EXERCISE INSTRUCTIONS: Emit only the lines from the line containing "of the street" through the last line of the entries, unchanged.

DATA FOR THIS EXERCISE:
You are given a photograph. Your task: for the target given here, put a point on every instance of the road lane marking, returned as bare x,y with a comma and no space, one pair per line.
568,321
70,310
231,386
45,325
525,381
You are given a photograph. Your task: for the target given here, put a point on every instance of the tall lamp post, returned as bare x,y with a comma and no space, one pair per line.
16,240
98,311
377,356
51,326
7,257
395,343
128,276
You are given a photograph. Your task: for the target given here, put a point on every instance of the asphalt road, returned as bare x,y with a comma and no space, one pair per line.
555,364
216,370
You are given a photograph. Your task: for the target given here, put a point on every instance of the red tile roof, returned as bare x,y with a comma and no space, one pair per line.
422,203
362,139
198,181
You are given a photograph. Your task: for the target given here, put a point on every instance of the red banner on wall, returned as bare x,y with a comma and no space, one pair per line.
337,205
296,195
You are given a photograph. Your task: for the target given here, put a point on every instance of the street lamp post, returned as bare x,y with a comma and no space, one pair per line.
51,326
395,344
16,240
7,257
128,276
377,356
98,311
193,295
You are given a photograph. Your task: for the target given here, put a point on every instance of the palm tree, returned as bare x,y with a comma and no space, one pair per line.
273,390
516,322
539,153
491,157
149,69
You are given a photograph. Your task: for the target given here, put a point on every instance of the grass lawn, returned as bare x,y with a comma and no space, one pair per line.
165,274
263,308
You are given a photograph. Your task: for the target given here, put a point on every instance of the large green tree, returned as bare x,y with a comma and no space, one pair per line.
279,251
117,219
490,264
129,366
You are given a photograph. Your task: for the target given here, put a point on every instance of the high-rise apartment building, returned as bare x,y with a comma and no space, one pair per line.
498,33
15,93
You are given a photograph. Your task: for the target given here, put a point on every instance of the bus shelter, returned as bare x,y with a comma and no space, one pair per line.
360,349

ANSWER BOX:
You are given a photograph. Your task: for the target given here, put a point on every instance of the street lamp post, returned as bare x,y with a comma and no space, one pair per line.
51,326
395,344
16,240
7,257
128,276
377,356
98,311
193,295
You are given a photograph. Your task: for the target given here, put a point on every instance of the palm tree, returned as bare x,y with a comma and no space, one pair per line.
273,390
516,322
539,153
491,157
149,69
You are given a photograph. Your task: for the target given here, put a point on every instance of the grass lawn, returned as bare x,y with a comma and no space, one pair per line.
165,274
263,308
You are given a photograph. Your task: for the target given here, put a point on every instance of the large green tree, returned as bare x,y with a comma and no space, one pair per line.
279,251
117,219
490,264
129,366
You are given a photograph. Your task: for the target given here, put a point on every instance of the high-rise apartment building, returned as bare x,y with a comma and no space, one pair per line.
498,33
15,93
You are given a photograph. Your task: for the target given here, put a point on every instance of the bus shelter, returned as bare x,y with a comma and no space, one pair per line.
360,349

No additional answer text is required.